====== Available data

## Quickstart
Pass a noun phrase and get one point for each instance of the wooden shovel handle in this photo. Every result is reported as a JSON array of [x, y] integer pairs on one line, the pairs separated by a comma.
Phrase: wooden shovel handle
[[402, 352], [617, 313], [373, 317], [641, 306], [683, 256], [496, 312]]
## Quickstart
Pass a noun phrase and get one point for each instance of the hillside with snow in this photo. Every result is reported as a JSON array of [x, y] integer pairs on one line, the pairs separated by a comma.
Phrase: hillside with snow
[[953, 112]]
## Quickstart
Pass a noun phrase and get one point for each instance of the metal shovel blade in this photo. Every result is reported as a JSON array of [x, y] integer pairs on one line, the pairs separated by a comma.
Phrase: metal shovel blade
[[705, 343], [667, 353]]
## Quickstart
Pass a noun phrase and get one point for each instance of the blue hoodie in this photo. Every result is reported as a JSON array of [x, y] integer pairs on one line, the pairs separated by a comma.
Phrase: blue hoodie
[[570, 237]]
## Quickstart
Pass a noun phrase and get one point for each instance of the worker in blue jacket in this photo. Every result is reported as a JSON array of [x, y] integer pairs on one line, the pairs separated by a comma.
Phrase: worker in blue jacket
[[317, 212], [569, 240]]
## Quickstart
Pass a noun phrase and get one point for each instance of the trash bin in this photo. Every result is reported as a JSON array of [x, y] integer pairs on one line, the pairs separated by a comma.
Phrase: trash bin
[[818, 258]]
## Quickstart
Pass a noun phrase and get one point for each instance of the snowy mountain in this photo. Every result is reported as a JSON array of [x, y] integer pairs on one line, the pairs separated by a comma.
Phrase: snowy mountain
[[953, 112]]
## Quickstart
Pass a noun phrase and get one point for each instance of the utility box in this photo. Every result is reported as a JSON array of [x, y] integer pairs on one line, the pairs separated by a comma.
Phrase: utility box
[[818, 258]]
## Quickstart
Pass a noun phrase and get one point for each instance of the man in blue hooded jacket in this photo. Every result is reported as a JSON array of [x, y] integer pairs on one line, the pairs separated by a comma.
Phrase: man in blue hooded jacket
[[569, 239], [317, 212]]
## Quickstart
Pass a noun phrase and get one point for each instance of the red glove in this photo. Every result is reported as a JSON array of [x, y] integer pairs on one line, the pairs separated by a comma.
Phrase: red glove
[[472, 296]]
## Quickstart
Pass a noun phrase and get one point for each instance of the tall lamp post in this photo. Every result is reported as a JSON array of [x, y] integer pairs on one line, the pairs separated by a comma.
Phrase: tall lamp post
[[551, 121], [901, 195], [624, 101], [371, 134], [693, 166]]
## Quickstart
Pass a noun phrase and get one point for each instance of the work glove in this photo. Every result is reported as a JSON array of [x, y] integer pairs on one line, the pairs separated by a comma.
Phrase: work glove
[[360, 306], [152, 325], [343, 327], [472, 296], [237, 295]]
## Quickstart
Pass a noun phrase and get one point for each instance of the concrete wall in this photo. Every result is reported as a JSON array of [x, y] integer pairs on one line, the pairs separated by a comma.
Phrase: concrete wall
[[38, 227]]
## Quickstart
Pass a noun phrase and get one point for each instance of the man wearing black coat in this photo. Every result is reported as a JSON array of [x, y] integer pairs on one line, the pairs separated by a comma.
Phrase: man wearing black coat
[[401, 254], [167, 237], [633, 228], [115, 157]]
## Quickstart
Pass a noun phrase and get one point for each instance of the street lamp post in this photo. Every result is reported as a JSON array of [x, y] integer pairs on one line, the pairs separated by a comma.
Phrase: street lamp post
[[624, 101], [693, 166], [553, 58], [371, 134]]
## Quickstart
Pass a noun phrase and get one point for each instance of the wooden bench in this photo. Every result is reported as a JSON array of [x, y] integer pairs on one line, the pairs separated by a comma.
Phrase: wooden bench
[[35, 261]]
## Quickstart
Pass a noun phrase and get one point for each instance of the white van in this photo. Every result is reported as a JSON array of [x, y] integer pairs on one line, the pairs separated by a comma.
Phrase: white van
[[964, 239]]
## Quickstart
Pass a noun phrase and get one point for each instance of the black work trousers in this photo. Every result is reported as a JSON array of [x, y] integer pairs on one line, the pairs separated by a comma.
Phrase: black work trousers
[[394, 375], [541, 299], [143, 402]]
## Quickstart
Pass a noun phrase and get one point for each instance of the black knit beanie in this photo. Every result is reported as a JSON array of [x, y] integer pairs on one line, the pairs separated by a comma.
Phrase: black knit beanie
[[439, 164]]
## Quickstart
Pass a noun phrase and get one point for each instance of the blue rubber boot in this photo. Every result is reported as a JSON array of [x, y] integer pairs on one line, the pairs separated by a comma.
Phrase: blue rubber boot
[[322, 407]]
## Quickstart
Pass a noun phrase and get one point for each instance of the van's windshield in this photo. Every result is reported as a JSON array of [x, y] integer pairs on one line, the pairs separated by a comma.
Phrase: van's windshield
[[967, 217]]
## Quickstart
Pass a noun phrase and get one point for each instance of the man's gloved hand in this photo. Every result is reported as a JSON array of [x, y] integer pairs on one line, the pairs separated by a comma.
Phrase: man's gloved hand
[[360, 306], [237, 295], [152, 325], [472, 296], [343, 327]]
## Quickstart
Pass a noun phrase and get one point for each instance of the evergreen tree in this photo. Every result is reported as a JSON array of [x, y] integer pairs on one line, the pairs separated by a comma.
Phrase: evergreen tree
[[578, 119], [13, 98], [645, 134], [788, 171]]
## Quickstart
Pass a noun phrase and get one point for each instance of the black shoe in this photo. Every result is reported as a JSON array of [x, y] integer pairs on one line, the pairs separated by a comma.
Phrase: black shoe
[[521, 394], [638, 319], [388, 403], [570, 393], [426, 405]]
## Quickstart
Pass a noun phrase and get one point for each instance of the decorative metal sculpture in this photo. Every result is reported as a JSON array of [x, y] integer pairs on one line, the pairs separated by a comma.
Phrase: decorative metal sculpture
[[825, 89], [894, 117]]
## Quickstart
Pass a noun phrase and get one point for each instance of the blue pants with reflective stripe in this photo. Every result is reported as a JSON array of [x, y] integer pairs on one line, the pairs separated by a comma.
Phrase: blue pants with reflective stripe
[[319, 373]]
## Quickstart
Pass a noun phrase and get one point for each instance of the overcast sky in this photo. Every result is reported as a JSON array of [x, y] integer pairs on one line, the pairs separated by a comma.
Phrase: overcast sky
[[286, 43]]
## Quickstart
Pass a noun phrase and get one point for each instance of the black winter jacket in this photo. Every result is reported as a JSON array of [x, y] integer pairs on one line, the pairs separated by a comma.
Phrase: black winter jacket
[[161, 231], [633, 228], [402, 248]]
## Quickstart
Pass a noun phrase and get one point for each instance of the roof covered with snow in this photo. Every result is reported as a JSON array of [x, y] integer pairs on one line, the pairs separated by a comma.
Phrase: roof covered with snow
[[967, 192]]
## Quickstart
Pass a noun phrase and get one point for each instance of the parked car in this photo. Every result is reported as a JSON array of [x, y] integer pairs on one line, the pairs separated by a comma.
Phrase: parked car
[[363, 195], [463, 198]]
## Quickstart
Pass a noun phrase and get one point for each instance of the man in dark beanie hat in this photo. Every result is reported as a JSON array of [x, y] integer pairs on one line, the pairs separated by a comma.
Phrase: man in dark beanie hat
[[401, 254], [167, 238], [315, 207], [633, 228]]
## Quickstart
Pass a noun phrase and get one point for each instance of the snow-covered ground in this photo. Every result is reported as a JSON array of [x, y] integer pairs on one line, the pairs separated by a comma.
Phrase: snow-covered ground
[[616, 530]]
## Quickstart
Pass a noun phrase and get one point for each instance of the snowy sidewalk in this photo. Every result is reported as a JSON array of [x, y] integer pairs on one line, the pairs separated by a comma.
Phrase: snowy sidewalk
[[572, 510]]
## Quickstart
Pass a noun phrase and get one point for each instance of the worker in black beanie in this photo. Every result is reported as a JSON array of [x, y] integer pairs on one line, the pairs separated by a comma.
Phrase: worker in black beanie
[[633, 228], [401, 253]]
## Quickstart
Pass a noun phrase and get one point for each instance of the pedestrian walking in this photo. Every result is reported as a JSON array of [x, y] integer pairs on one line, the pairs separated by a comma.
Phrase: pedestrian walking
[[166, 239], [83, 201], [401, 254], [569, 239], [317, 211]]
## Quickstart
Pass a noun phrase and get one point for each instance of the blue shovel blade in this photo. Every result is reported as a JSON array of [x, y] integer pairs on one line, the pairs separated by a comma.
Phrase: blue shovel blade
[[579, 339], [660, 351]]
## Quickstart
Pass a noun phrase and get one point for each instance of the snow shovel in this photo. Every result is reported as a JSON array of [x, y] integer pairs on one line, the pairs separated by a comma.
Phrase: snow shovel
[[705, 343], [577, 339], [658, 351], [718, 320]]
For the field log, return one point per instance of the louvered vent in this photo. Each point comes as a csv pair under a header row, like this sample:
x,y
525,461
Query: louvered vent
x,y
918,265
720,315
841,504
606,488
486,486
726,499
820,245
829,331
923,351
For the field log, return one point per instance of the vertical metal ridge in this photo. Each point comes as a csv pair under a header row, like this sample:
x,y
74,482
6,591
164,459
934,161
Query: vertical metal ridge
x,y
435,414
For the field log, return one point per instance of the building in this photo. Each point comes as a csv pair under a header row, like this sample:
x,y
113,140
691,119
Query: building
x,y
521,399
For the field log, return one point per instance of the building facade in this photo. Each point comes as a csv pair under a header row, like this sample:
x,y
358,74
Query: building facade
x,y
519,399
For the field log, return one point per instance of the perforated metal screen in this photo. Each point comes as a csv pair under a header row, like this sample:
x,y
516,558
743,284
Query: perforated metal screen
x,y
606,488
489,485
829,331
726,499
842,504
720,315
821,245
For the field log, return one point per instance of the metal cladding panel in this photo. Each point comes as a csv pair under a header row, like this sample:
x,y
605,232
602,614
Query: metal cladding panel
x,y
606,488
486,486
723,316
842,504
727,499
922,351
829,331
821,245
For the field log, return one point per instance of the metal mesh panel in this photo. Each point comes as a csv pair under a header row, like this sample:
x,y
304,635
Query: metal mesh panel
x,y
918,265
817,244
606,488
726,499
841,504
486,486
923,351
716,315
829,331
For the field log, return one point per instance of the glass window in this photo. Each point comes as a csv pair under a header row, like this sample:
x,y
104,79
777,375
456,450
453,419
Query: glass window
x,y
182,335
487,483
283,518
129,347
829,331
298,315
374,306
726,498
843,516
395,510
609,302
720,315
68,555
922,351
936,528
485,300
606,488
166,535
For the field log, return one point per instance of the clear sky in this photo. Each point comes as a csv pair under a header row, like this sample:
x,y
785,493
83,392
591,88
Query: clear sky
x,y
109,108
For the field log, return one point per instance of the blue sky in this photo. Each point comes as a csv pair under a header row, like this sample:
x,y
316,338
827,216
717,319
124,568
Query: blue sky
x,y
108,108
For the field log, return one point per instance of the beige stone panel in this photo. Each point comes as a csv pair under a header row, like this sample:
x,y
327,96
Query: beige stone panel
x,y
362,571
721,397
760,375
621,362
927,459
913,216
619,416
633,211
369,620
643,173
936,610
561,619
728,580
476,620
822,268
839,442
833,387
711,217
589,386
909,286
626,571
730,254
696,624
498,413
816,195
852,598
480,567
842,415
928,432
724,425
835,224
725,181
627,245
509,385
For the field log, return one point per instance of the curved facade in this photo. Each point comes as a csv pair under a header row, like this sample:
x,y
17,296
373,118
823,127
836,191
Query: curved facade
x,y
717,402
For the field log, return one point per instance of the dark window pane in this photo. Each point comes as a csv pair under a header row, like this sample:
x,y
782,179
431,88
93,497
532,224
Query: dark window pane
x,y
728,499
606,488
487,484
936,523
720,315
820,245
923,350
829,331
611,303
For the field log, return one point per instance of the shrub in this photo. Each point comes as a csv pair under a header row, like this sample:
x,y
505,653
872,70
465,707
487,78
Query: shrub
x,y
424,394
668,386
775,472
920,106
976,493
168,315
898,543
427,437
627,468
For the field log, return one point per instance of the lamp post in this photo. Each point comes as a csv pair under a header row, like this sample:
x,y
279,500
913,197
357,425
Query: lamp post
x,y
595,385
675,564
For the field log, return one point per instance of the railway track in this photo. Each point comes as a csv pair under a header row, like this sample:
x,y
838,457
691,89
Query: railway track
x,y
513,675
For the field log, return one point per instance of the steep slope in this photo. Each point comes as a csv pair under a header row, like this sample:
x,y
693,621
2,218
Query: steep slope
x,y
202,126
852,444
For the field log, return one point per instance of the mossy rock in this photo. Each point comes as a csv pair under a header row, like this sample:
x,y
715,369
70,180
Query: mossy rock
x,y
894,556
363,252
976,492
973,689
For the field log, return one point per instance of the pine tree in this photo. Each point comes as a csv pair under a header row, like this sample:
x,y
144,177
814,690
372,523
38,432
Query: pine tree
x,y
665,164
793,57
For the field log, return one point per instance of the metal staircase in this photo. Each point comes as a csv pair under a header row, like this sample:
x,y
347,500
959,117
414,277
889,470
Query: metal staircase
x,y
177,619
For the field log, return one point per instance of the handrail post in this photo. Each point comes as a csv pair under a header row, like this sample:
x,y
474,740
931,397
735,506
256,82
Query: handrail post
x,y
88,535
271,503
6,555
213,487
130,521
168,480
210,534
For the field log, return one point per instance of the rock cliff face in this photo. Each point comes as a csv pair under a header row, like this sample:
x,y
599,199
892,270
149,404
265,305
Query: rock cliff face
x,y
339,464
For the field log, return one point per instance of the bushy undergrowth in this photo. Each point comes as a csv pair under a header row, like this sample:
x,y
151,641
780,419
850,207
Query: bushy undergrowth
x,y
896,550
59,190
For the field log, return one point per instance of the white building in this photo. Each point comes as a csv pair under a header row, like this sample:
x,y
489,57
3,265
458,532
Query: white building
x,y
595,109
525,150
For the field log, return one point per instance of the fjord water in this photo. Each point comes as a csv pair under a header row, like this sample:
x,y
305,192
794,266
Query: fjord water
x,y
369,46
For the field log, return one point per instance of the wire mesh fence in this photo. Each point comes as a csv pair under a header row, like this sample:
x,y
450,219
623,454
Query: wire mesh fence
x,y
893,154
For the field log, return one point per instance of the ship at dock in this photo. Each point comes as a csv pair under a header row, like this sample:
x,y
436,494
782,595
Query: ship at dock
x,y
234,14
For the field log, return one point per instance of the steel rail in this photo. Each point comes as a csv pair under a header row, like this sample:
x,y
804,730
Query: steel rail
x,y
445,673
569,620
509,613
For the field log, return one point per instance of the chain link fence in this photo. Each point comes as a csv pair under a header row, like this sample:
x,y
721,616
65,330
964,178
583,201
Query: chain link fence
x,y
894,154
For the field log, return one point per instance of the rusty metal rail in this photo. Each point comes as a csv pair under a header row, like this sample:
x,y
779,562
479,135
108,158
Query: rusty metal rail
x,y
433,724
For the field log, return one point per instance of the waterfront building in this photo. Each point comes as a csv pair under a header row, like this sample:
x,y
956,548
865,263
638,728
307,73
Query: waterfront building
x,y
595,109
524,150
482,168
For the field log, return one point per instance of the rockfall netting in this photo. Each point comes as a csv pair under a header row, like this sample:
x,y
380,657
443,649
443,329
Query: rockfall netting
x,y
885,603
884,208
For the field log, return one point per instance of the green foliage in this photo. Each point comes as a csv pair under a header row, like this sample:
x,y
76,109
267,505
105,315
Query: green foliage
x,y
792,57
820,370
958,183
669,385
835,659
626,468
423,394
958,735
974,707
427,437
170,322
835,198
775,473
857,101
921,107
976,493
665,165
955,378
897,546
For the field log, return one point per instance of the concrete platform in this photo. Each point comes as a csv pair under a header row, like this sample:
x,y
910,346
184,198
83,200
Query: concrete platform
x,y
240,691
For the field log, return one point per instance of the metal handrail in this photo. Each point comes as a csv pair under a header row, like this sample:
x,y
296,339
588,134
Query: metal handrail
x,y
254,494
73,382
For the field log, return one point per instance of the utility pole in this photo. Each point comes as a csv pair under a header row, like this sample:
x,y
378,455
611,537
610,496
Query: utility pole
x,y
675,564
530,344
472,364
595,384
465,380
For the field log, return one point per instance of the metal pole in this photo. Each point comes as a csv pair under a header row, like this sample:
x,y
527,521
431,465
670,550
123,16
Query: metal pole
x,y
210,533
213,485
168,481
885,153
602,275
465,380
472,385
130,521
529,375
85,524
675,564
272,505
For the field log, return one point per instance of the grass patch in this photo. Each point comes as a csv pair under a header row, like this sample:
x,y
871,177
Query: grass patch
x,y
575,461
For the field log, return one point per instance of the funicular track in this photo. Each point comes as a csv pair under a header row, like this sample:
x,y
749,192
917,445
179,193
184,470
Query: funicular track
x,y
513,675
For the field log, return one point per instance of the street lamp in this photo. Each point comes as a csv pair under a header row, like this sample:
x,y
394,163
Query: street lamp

============

• **Exercise description**:
Transcribe the opening lines of the listing exactly, please. Stop after the line that contains "the wooden shovel".

• **Reply to the task**:
## Quickstart
Pass a noun phrase and get one point for each instance of the wooden shovel handle in this photo. Every result is reported as a JSON array of [x, y] integer pairs on one line, the pairs separated by a comma.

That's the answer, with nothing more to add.